##### Input material

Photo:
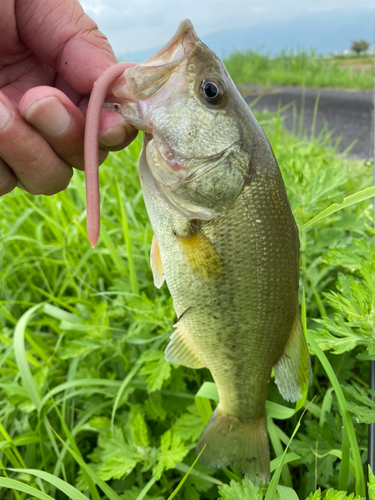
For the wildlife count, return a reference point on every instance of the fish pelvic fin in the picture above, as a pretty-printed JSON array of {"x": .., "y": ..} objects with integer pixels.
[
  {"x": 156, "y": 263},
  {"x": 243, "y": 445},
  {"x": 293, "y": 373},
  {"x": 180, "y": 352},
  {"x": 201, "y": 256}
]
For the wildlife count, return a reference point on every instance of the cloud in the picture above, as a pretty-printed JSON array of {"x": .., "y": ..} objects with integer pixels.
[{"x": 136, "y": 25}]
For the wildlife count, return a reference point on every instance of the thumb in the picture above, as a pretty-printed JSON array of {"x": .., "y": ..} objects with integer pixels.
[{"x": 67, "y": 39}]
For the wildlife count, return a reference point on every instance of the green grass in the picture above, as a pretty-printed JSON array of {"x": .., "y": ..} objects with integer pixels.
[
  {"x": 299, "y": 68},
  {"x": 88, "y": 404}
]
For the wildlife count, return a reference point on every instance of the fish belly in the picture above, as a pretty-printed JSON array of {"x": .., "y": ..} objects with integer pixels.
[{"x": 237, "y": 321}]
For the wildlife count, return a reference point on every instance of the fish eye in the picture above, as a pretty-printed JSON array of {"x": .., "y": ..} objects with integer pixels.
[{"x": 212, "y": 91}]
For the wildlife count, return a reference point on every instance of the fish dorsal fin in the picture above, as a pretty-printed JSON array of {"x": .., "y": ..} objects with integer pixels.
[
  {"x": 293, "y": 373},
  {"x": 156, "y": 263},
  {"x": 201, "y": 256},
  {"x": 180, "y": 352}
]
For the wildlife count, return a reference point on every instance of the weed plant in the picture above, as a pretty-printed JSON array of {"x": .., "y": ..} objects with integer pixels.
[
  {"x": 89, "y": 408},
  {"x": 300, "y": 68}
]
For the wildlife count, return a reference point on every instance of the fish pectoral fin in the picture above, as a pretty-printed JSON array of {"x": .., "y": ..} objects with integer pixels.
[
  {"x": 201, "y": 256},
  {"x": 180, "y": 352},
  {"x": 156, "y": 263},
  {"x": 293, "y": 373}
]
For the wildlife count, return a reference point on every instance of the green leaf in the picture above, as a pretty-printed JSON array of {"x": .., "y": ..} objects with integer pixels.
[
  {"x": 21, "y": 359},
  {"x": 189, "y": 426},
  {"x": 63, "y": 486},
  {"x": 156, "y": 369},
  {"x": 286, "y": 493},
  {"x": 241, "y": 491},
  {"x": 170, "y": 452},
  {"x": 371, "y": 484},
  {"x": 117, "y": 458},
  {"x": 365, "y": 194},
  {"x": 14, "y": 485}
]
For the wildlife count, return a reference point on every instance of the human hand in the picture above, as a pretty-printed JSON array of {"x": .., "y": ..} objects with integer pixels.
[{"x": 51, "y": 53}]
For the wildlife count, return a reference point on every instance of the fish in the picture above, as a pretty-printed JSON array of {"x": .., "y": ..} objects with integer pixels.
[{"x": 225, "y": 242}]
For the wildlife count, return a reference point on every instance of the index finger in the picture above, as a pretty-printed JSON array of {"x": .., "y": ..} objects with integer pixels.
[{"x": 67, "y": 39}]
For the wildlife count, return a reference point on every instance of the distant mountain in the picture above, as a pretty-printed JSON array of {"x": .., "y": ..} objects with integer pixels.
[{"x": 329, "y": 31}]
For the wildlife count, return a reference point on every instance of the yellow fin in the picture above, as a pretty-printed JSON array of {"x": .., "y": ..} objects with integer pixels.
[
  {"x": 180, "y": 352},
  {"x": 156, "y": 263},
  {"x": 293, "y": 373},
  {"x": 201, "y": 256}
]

##########
##### Input material

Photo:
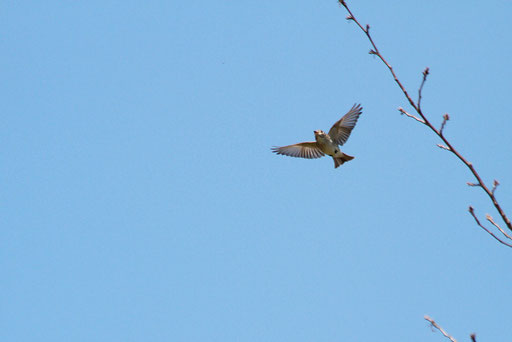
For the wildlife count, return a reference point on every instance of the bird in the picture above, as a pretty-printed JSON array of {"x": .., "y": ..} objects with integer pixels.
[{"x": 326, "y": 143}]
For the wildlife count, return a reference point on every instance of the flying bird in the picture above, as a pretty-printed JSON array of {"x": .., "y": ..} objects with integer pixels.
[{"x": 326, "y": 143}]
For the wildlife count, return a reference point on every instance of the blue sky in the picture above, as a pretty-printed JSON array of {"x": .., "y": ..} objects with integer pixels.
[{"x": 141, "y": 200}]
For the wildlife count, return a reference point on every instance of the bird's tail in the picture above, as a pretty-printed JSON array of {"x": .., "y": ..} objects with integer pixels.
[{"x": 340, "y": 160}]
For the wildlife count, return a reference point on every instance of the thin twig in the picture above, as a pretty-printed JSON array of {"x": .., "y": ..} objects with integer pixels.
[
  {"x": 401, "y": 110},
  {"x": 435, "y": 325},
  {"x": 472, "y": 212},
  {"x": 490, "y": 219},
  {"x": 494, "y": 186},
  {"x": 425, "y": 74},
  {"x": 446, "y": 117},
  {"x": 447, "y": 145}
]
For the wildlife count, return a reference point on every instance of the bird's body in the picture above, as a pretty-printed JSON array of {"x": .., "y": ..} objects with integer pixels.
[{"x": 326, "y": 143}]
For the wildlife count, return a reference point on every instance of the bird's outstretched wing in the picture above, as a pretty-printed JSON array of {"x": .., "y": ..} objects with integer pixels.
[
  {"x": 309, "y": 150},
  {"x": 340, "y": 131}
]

##########

Please pull out each line from the items above that contains the word "green", and copy those lines unchanged. Case counts.

For the wildlife count, return a reference point on every instance of the green grass in the picture above, as a pretty-printed JSON array of {"x": .., "y": ..} objects with integer pixels.
For the wildlife count, return a reference point on every instance of the green leaf in the picture above, as a pretty-printed JSON array of {"x": .., "y": ..} objects with integer pixels.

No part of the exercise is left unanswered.